* **WHAT IS BEING ASKED**
Return verbatim the line containing "Could you spot the light" together with all lines that follow it in the records, and no other material.
◆ ◆ ◆ ◆ ◆
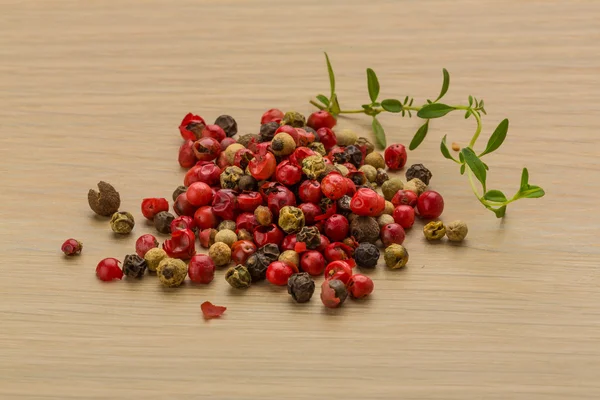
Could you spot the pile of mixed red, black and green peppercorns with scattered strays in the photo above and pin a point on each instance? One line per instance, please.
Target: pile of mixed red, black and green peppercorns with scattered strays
(287, 204)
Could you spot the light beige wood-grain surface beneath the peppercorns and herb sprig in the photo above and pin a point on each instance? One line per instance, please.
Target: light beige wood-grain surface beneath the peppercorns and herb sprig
(94, 90)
◆ ◆ ◆ ◆ ◆
* **ANSWER TO THIS EXERCISE**
Could you spot the light beige wood-grain surface beneath the peppercorns and herb sprig in the photo above and pin a point on each instance? One line per instance, please.
Target: light beige wood-grain surface beneath the peppercorns and herb sprig
(94, 90)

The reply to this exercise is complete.